Input material —
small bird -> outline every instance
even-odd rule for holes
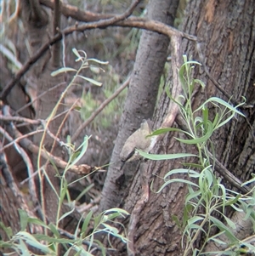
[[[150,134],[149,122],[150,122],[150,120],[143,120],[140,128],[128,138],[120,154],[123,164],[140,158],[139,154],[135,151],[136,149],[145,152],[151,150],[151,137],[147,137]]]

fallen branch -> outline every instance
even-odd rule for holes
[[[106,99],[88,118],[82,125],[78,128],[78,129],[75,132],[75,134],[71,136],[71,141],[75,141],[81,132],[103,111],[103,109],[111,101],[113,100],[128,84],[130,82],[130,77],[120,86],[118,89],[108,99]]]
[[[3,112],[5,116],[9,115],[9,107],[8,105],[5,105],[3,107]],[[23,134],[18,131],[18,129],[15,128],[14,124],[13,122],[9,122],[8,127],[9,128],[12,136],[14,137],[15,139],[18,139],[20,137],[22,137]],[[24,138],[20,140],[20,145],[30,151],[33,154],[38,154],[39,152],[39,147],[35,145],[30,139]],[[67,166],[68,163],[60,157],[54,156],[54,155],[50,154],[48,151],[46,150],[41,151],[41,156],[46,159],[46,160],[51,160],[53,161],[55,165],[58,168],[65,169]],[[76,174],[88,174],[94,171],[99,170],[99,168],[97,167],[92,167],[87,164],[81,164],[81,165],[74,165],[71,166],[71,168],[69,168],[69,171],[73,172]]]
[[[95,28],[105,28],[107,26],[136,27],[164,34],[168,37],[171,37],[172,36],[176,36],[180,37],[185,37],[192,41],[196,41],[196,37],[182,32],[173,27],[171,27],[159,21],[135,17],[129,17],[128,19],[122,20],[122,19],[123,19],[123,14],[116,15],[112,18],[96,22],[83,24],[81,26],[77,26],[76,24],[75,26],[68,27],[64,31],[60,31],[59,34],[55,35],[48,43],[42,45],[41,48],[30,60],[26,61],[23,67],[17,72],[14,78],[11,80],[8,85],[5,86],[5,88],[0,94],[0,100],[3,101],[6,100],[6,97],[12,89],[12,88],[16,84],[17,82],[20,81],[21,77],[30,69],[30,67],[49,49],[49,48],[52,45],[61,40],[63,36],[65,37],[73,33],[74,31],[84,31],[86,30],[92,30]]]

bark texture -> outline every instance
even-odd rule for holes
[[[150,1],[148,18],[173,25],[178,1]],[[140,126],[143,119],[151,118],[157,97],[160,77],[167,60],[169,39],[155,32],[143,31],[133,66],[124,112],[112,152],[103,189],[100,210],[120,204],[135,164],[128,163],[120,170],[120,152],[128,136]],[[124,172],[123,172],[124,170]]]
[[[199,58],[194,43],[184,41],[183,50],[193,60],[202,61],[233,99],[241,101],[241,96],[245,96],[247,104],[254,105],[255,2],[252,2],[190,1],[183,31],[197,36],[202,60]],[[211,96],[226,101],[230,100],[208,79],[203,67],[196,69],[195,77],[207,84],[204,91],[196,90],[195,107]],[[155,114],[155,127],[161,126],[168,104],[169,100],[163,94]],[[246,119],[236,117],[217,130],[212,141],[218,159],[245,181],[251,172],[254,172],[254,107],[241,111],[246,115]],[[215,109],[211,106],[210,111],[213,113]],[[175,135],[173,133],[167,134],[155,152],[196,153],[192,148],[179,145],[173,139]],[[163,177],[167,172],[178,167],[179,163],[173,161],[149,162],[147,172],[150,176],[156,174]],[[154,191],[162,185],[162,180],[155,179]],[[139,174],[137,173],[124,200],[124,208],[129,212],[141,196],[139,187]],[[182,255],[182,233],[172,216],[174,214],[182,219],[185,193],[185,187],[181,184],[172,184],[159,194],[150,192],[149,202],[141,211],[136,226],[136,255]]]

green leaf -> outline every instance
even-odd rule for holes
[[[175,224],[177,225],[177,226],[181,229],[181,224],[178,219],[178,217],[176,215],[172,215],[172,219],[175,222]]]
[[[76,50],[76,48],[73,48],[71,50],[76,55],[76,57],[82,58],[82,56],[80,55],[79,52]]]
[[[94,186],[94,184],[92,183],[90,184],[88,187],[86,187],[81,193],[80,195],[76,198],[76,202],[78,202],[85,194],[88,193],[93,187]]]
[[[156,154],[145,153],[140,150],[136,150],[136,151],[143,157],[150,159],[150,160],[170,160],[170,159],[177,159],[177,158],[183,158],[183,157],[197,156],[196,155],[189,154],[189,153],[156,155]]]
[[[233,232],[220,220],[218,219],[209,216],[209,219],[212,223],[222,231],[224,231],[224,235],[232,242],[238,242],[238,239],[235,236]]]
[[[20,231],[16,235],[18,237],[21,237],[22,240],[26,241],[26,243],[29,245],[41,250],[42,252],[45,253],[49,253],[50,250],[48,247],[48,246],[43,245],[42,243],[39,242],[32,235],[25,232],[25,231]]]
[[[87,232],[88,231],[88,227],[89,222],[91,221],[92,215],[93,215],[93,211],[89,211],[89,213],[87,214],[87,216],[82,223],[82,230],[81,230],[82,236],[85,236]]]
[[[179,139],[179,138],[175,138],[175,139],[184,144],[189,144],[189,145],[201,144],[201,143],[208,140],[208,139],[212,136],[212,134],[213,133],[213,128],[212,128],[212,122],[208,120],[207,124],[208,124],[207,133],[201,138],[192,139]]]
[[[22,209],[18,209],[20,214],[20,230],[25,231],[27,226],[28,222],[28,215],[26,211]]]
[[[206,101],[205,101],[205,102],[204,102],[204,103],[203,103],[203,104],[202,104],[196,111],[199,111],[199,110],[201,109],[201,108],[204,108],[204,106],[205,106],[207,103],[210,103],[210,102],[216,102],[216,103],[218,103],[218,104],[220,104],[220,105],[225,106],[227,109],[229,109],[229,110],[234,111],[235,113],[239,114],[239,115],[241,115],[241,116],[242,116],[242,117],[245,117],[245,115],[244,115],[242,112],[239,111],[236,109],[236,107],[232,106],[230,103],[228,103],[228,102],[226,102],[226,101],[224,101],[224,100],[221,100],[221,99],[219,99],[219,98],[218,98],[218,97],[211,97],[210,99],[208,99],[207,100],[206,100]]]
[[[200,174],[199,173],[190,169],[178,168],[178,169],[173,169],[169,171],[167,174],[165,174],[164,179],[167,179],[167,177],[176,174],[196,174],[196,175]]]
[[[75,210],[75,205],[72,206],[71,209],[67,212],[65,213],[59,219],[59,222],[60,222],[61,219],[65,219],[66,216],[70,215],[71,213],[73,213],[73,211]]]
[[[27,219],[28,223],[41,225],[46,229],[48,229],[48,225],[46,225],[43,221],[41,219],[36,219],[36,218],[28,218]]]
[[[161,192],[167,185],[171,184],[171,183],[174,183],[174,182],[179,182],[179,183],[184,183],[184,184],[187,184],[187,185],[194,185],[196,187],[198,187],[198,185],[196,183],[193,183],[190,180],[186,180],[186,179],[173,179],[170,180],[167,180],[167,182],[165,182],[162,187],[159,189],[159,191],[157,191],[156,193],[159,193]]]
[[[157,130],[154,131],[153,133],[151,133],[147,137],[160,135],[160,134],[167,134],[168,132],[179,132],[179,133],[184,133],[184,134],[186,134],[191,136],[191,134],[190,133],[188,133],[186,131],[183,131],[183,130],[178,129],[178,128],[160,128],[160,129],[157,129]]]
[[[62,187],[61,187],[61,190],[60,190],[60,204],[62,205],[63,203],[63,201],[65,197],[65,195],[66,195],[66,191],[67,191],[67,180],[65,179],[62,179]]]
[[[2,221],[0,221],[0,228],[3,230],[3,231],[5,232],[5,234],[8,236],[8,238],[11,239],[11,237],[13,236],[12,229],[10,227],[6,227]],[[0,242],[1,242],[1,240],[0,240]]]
--
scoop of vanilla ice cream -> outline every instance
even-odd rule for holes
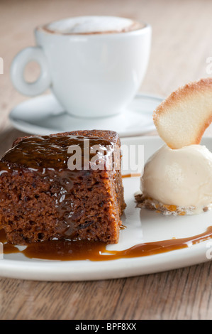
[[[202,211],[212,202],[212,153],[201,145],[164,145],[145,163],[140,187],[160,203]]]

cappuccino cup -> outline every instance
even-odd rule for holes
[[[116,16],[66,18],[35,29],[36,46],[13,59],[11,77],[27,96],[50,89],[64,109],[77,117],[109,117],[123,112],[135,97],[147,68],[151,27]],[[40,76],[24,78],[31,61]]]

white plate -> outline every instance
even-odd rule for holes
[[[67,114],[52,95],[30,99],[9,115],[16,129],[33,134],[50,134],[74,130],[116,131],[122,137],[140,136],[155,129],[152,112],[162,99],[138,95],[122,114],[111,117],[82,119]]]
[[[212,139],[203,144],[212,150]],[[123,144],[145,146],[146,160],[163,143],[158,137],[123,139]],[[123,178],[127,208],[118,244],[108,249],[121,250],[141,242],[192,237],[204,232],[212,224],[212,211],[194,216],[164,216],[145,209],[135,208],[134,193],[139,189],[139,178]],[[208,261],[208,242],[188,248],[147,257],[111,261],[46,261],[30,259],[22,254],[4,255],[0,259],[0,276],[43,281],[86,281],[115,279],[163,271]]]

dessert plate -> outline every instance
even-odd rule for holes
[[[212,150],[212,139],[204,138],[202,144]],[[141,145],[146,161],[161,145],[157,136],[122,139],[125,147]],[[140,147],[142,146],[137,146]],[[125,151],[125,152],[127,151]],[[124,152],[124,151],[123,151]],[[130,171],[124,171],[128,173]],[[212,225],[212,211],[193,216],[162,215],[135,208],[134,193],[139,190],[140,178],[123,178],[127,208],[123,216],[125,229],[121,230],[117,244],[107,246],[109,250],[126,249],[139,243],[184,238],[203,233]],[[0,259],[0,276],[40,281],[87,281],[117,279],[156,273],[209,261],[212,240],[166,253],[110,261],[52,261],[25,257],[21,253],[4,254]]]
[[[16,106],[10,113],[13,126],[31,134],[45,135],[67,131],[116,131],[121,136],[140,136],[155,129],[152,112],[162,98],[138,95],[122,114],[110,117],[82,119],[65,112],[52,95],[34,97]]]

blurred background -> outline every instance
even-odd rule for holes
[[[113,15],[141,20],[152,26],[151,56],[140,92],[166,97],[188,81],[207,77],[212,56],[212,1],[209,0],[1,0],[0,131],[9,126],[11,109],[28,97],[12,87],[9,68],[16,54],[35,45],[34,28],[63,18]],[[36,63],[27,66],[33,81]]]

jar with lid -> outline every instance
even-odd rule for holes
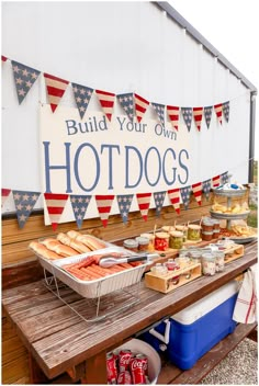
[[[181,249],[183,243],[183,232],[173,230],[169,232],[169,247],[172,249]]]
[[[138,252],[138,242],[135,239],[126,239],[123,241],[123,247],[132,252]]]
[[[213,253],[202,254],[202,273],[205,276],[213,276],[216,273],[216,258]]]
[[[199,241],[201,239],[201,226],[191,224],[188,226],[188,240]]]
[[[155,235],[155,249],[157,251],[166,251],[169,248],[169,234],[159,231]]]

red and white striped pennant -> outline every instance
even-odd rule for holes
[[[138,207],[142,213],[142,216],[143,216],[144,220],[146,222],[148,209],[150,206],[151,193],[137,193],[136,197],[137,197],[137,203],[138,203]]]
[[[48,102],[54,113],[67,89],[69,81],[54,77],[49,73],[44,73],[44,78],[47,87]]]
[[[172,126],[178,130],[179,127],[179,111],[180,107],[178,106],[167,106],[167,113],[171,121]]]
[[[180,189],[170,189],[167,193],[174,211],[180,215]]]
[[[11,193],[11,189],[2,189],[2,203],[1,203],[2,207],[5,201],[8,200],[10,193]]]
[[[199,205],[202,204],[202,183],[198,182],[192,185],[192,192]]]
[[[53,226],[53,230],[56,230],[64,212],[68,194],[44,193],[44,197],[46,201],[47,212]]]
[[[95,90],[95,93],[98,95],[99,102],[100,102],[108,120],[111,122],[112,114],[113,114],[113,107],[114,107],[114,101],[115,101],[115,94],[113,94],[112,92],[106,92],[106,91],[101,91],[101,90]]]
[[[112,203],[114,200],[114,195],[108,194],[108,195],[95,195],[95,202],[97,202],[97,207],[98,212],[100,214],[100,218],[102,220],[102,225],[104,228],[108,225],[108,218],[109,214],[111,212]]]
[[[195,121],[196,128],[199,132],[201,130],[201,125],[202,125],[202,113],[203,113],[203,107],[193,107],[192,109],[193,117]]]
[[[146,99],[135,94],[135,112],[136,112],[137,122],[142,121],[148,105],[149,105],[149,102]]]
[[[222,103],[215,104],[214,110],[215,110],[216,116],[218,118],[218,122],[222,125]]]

What you are asked to do — Please list each line of the listing above that contains the word "white", copying every such line in full. Treat the match as case-sensitive.

Exercise answer —
white plate -> outline every instance
red and white striped pennant -> outline every instance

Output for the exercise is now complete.